**Given task:** Print every entry exactly as written.

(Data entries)
..............................

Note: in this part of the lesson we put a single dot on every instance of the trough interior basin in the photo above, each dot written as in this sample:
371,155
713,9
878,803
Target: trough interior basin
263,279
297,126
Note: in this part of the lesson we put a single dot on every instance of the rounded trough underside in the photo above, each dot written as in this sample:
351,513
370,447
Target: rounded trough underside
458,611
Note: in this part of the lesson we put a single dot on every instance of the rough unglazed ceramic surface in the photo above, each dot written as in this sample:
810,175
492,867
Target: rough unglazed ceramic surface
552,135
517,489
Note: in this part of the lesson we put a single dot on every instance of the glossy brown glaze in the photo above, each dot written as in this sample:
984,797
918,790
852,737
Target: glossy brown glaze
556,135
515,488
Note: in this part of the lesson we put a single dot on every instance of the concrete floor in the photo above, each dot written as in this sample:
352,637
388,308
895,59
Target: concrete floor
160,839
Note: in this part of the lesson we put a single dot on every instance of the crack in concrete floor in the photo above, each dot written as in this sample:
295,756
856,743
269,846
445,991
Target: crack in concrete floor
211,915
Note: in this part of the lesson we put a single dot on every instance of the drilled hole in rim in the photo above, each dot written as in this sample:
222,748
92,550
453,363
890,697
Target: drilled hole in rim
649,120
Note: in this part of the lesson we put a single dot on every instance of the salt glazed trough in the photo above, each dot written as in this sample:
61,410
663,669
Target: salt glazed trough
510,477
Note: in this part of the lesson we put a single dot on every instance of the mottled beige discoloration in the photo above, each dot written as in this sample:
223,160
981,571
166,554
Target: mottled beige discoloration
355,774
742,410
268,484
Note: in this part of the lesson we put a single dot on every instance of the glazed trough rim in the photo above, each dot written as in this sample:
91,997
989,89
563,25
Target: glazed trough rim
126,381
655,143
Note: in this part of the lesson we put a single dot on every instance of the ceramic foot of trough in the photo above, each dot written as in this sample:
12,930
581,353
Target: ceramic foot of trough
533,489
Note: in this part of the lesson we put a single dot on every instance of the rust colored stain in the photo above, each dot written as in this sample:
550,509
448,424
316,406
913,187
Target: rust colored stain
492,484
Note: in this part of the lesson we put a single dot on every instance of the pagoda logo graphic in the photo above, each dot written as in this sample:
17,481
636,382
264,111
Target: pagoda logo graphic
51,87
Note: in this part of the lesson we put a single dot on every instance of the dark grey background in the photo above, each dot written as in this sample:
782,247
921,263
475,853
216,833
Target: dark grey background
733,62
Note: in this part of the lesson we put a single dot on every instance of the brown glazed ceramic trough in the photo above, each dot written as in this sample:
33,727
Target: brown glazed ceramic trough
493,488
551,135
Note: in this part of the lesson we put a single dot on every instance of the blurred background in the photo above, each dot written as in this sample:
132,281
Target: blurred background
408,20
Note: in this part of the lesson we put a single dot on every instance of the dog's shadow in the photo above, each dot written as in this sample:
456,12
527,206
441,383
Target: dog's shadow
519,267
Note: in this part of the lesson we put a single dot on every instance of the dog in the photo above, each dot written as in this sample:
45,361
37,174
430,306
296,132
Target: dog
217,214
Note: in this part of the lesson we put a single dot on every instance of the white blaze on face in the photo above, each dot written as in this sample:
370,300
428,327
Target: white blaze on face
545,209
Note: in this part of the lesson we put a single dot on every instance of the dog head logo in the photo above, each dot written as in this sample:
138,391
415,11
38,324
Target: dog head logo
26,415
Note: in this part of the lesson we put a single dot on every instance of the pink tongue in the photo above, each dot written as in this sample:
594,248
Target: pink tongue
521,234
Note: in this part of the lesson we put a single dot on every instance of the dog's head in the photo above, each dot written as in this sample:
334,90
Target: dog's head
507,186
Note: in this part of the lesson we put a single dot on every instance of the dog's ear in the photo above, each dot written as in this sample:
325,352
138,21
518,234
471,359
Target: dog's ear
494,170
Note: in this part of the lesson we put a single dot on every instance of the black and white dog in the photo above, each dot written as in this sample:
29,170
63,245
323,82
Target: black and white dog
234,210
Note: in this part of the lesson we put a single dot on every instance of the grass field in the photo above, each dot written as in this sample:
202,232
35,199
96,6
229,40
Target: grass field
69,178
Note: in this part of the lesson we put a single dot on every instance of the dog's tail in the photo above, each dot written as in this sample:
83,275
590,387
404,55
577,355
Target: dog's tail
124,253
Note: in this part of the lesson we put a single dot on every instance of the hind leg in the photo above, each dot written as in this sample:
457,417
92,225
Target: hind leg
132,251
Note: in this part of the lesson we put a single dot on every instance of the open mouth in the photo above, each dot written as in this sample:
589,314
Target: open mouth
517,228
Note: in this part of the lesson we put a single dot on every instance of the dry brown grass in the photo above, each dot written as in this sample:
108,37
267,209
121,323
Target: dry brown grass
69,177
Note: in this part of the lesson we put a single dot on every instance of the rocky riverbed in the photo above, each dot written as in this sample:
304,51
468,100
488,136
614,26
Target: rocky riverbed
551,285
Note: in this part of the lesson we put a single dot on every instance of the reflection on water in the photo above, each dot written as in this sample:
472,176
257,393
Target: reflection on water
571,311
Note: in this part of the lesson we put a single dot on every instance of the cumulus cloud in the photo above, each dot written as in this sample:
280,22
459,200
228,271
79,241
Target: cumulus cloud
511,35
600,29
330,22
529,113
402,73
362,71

..............................

**Result below:**
Note: in this part of the lesson we put a single dot on every instance of the trough interior basin in the photo above, each dot written as in this sample:
371,155
713,9
878,803
Target: trough interior basin
263,279
297,126
Note: in this part of the lesson we put a single dot on every instance of the rounded trough underside in the photo above, each dot written as in this sample:
351,513
370,447
Target: rounded trough underside
458,611
Note: in this part of the lesson we put a single dot on every instance of the rough unglazed ceramic surface in the photo above, each dot written as in this sample:
810,175
492,867
Target: rough unglazed ceramic surface
552,135
517,489
Note: in this part of the lesson we put a single dot on every instance of the glossy brown glaze in the photo above, each dot written as in this sample:
984,797
918,790
852,737
Target: glossy brown glaze
556,135
515,488
Note: in this part of the lesson we put a single dot on every instance of the concrete floor in the photo above, each dot written as in this sample:
352,637
388,308
895,59
Target: concrete floor
160,839
Note: in this part of the lesson we put a single dot on every instance of the crack in concrete floor in the photo above, each dot written as in this sample:
295,756
856,743
269,846
445,991
Target: crack in concrete floor
211,915
Note: in this part of the lesson we put a single dot on every instance of the drilled hole in rim in the photo above, each dot written as in this sample:
222,748
92,550
453,363
890,697
Target: drilled hole in rim
649,120
Note: in this part of the lesson we put a single dot on every instance of the salt glazed trough in the photo above, each dot written as in this sample:
61,410
663,669
Target: salt glazed trough
510,477
Note: in this part of the lesson we put a single dot on every instance of the mottled beige discoloration in the photo above, each dot written as in this sample:
223,160
981,571
166,554
Target: mottled beige discoloration
355,774
742,410
268,484
Note: in this part of the lesson we put a single dot on every instance of the glazed trough rim in the photo above, each dot written as in this sample:
91,997
989,89
563,25
Target: glazed trough rim
126,381
655,143
Note: in this part of the lesson we put a single dot on every instance of the ceramic foot of trough in the photo above, each dot written as in this sample:
12,930
581,353
Target: ceramic foot of trough
533,489
Note: in this part of the lesson we put a single dot on every instance of the rust colored stain in the photo above, each dot written as in this sample:
550,509
448,424
316,406
913,187
Target: rust colored stain
492,484
Note: in this part of the lesson we put a single dot on every instance of the pagoda logo graphic in the photo above, each dot written as in this sample:
17,481
636,382
264,111
Target: pagoda logo graphic
51,87
Note: in this part of the lesson we put a single dot on every instance of the dark grey background in the photo above, each dot written as in this sample:
782,247
921,263
475,853
216,833
Target: dark grey background
733,62
Note: in this part of the lesson we put a single dot on every instance of the brown glazed ceramic trough in the photo above, each dot written as in this sample:
33,727
Target: brown glazed ceramic trough
493,488
551,135
Note: in this part of the lesson we put a single dot on every instance of the blurred background in the photo above, each dot written as in this sample:
132,281
Target: blurred background
408,20
Note: in this part of the lesson we put a single dot on every instance of the dog's shadow in the photo above, each dot written as in this sample:
456,12
527,206
441,383
Target: dog's shadow
519,267
Note: in this part of the lesson we put a single dot on every instance of the dog in the photo above, each dot written as in this sample:
45,361
37,174
430,306
296,132
Target: dog
217,214
Note: in this part of the lesson we put a single dot on every instance of the white blaze on face in the photo above, each dot written as in this sample:
370,300
428,327
Target: white blaze on face
545,209
Note: in this part of the lesson we put a single dot on every instance of the dog head logo in the photo above, each dot written as in this sample:
138,391
415,11
38,324
Target: dog head logo
26,415
Note: in this part of the lesson we put a single dot on every instance of the pink tongue in the photo above, each dot written as in this sample:
594,248
Target: pink tongue
521,234
Note: in this part of the lesson we put a single dot on every instance of the dog's head in the photo above, each dot written as in this sample:
334,90
Target: dog's head
507,186
Note: in this part of the lesson we put a single dot on every instance of the dog's ear in the photo above, each dot written as in this sample:
325,352
138,21
518,234
471,359
Target: dog's ear
494,170
Note: in this part of the lesson we put a single dot on every instance of the black and white dog in the photo above, each dot written as in this sample:
29,170
63,245
323,82
Target: black and white dog
234,210
Note: in this part of the lesson we put a single dot on every instance of the grass field in the photo above, each dot written as in this sample:
202,232
35,199
96,6
229,40
Target: grass field
69,178
Note: in this part of the lesson we put a single dot on every instance of the dog's tail in the photo above, each dot written as in this sample:
83,275
590,387
404,55
577,355
Target: dog's tail
124,253
Note: in this part of the lesson we put a single dot on every instance of the hind leg in the photo above, each dot written as in this sample:
457,417
92,225
Target: hind leg
132,251
Note: in this part of the lesson we put a single dot on every instance of the open mouth in the photo above, each dot written as in this sample:
589,314
Target: open mouth
517,228
Note: in this part of the lesson we put a single dot on every instance of the dry brown grass in the photo above, each dot written as in this sample:
108,37
267,209
121,323
Target: dry brown grass
69,177
Note: in this part of the lesson we put a single dot on every instance of the rocky riverbed in the photo above, each dot written as in this sample:
304,51
468,100
488,136
614,26
Target: rocky riverbed
551,285
Note: in this part of the lesson we put a single dot on every instance of the reflection on water in the photo above, each dot written as in this sample:
472,176
257,393
Target: reflection on water
571,311
Note: in this part of the lesson we put a single dot on every instance of the cumulus cloud in the photo above, each dot written as in this sample:
280,22
459,200
228,271
79,241
Target: cumulus cloud
511,35
600,29
330,22
529,113
402,73
362,71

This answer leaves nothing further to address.